# Start of Quoted passage

January 12, 2006

The Da Vinci Code

Book front cover
Da Vinci Code, The
3 out of 5 stars

I know it's very cool these days to say The Da Vinci Code is shit* (Salman Rushdie led the charge), but guess what, I'm going to take one of my traditional fair and balanced (but nonetheless wry) looks at Dan Brown's controversial bestseller.

That's right, it means I've read it. Obviously, I didn't particularly want to give the obscenely wealthy heretic any more money so I did the only honourable thing and borrowed it from Auntie Rona, then read it in about a week.

The verdict? Well firstly, I read it in about a week; not normally an indicator of a good book seeing as I've been reading One Hundred Years Of Solitude, one of the most critically respected pieces of modern literature, for going on 2 months now. But then the former's supposed to be a page-turner, whereas the latter is a 'classic'. And it does the job. The book, as well as famously revealing shocking alleged secrets of the Catholic Church, is a gripping, fast-paced thriller. The problem with this is that Brown uses most of the cliches associated with the genre: the only trait which makes our hero, American symbology professor Robert 'Indiana' Langdon, a two-dimensional character is his childhood fear of enclosed spaces; and obviously, he gets framed for murder; oh, and did you know that British food is shit?

However, this isn't so bad when you factor in the Code of the title. Brown gives you clues to the puzzles which fall across Langdon and his inevitably attractive French companion Sophie's path, so when you solve them before the protangonists, it makes you feel well clever. I have to admit sometimes I missed the clues and realised that Brown had outwitted me when all was revealed. This wasn't bad either as the book would be shit if there were no surprises. Mind, I was kicking myself when I missed the major twist at the start of what will be the last act when the film is made: it involves possibly the greatest cliche of all time. That is the only clue I give.

To be fair to Brown, his book is very clever. I'd be proud if I came up with it. However, what I'd do differently if I then had to go and write it is read the first draft before sending it to my publisher. Dan clearly didn't. The prose is terrible. It's as if he typed it with a sledgehammer and his withholding of crucial information in order to effect an episode cliffhanger is horribly unsubtle. He keeps using phrases like "Langdon cringed" at very unfortunate moments, prompting my thought, "Yeah, you're not the only one, Rob." There are many mentions of the book Langdon himself has written; every time, I imagined how much more elegant his writing would be. Oh, and that's another thing: all the italics! For fuck's sake, you're not writing a blog, mate.

# End of Quoted passage
# Start of Entries

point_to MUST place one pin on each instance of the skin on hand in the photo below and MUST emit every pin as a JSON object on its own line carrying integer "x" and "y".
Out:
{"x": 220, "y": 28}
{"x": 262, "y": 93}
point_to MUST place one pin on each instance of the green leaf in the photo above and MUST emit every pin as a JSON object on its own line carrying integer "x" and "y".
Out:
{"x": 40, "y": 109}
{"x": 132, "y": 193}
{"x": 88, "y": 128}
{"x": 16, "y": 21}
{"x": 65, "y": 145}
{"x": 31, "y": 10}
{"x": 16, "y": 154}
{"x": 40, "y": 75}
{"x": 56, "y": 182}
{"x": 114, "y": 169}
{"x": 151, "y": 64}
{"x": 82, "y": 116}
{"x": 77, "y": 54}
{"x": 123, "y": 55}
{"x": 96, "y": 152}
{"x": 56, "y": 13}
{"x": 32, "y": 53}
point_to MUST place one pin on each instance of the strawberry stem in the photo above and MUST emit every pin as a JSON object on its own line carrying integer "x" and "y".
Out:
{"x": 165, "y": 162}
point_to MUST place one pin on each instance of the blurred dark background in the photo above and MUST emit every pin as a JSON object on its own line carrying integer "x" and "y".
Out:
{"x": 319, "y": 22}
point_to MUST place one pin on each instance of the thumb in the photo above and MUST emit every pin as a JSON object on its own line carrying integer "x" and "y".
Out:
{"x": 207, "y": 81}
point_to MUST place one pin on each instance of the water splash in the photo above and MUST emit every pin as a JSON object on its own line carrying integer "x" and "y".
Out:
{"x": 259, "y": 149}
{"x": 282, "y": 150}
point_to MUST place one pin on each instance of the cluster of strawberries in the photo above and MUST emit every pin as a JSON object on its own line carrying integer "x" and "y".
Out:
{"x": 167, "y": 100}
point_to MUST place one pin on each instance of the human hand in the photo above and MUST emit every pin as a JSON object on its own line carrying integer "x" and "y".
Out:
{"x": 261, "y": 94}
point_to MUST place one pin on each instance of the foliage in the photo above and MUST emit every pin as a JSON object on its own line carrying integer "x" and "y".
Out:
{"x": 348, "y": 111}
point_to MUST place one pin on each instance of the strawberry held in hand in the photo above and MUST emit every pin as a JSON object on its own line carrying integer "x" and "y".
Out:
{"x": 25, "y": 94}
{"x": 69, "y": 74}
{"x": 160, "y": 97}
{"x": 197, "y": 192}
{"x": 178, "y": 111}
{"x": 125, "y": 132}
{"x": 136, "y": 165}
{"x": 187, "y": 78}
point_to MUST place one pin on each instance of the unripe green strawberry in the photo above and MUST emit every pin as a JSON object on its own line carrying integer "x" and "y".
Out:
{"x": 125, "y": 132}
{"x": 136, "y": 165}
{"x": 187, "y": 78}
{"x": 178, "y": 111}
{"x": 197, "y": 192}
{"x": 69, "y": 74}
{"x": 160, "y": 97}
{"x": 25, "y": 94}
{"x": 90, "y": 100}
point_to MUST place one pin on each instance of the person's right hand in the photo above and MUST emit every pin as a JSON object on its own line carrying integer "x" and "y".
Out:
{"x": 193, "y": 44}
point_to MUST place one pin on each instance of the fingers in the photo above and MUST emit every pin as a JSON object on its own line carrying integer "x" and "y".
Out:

# End of Entries

• [Tasks to carry out]
(a) Copy the Da Vinci Code review from "I know it's" to "about a week.".
(b) List every person the Da Vinci Code review mentions by name.
(c) Carry on the Da Vinci Code review past its last sentence.
None of the data is used here.

• [Responses for each task]
(a)
I know it's very cool these days to say The Da Vinci Code is shit* (Salman Rushdie led the charge), but guess what, I'm going to take one of my traditional fair and balanced (but nonetheless wry) looks at Dan Brown's controversial bestseller.

That's right, it means I've read it. Obviously, I didn't particularly want to give the obscenely wealthy heretic any more money so I did the only honourable thing and borrowed it from Auntie Rona, then read it in about a week.

(b) Salman Rushdie, Dan Brown, Auntie Rona, Robert Langdon, Sophie

(c)
Surprisingly, I have little to say about the religious controversy. The book has undergone many debunkings, by churchies and secularies. The main problem seems to be the near-universal belief in academic circles that the whole Priory of Sion stuff was a hoax. The book has got me interested in the Church's history regardless, and it's good to see that it's sparked debate.

Dan Brown's fighting lawsuits against two people whose research he (allegedly) plagiarised. I suggest to the makers of Broken Sword: Shadow of the Templars that they make it three. Those of you familiar with both it and the book will know exactly what I'm talking about.

The film's due out in May, with Tom Hanks playing George Stobbart Robert Langdon and Amelie playing Sophie Neveu. I'm disappointed that they've got Paul Bettany playing Silas, the albino monk; anyone with an ounce of sense would have given the part to Mel Smith.

I'm disappointed I didn't read the book earlier; I have two great, though late, spoof ideas. If I'd still been at Warwick, I would've so written The Van De Linde Code, a thriller set on campus where two students unlock the secret of the Library Holy Grail. I not only missed that chance but the chance of catching the publishers' 2005 stocking-filler season with my so-zeitgeist-it-hurts hip-hop/yoof-speak version, Da Da Vinci Code. Middle England would've lapped it up.

*Yet it also seems very cool these days to say "I know it's very cool these days to say x is shit, but..."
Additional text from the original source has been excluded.